**指示文 A**
抜粋によると、少年が乗った飛行機はどこへ向かっていたか。

世界一周するなんて大口叩いてこなければ良かったと後悔する少年


ある一人の少年は世界一周の旅にでた。「自分探し」とでも言おうか? 日本での生活に何か違和感を感じ、日本をでた。世界にはどんなものが待ち受けているのだろうか?

少年は不安と期待を背にフィリピンの首都マニラに向かう飛行機に乗っていた。 心躍る少年に待ち受けていたのは、深夜の到着にも関わらず、タクシーの運転手の客引きの渋滞。目を疑いたくなるような光景に、少年は一旦空港の中に引き返してしまった。 

少年は『世界一周』という言葉に憧れていた。『カッコイイ男になりたい』という『カッコワルイ男』の夢があった。

世界一周をやり終えた後の僕は、カッコイイ男になっているのではないだろうか?そんな想いで旅へ出た。

旅に出ることになったのは、世界を巡りたい以上にカッコイイ男になりたい、そんな邪な気持ちからだった。

空港に引き返した少年は後悔した。”オレはなぜ1年間も世界を旅する”と周りに大口を叩いて日本を出てきてしまったのだろう? 
少年は、カッコイイ男になるはずだったが、空港の外にすら躊躇ってしまうダサい男に出会った。

**指示文 B**
記録のうち「In the photo above, where can the marigold」を含む行から記録の最後までを、「strawberry plant」を「tomato plant」に変えて書き直せ。それ以外は一切変えないこと。

**データ記録**
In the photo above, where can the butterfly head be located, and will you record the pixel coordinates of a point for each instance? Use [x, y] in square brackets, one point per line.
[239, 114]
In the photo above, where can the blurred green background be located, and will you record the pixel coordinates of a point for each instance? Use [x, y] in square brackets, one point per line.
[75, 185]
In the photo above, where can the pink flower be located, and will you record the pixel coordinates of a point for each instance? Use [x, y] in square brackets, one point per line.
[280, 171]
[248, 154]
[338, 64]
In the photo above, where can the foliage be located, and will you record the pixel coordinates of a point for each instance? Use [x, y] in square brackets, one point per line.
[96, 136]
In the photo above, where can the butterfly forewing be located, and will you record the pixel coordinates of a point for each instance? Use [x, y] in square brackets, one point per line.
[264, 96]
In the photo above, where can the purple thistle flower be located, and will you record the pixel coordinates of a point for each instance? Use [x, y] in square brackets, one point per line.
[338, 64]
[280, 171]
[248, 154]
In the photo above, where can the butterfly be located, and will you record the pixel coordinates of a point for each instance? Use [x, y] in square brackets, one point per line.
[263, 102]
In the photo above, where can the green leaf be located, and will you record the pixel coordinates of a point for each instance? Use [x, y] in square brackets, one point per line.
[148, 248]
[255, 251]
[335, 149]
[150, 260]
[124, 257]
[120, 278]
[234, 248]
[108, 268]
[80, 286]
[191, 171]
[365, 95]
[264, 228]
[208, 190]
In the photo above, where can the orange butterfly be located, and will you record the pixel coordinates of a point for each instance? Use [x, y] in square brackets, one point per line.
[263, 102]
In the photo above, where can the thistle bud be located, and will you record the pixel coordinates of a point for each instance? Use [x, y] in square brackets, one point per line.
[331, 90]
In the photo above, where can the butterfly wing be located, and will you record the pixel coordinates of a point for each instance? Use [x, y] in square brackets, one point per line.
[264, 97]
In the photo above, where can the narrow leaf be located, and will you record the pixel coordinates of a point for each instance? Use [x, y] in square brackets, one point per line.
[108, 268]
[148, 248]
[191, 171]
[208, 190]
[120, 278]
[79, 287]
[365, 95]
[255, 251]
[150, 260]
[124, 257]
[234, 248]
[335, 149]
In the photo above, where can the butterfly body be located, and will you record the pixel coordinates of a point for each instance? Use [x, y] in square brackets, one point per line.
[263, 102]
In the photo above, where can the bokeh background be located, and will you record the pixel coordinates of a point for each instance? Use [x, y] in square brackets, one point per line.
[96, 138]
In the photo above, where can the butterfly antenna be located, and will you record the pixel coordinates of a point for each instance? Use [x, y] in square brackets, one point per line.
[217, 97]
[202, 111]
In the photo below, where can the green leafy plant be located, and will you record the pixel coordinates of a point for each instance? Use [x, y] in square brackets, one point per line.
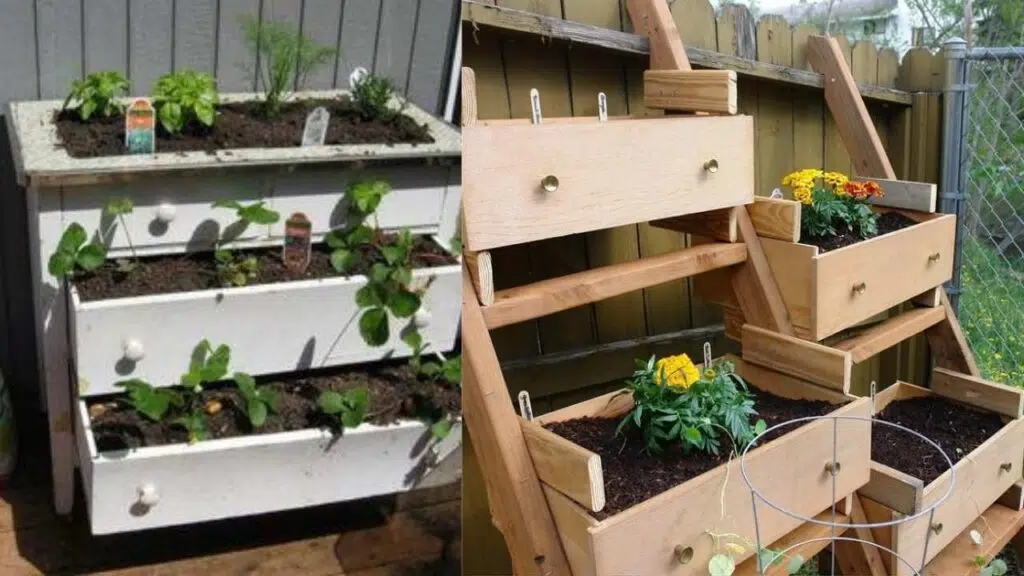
[348, 407]
[150, 401]
[185, 97]
[372, 95]
[285, 57]
[674, 402]
[97, 93]
[260, 401]
[75, 254]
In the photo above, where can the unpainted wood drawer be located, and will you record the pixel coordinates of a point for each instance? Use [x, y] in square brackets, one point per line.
[270, 328]
[608, 174]
[174, 213]
[179, 484]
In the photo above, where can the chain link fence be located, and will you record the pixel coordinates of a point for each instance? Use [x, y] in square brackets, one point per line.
[986, 91]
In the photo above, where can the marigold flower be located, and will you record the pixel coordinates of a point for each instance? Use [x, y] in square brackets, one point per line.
[679, 371]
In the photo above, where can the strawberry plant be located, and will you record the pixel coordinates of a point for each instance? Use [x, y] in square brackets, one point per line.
[185, 97]
[348, 407]
[260, 401]
[97, 93]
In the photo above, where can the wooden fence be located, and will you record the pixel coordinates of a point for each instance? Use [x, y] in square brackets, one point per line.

**解答 A**
フィリピンの首都マニラ。

**解答 B**
In the photo above, where can the marigold flower be located, and will you record the pixel coordinates of a point for each instance? Use [x, y] in square brackets, one point per line.
[679, 371]
In the photo above, where can the tomato plant be located, and will you record the pixel coordinates of a point for each instance? Use [x, y] in square brackets, one point per line.
[185, 97]
[348, 407]
[260, 401]
[97, 93]
In the photo above, where can the wooden fence be located, and will you record the pixel coordinates of a point for each instance? Use [x, y] in square brackets, one point per line.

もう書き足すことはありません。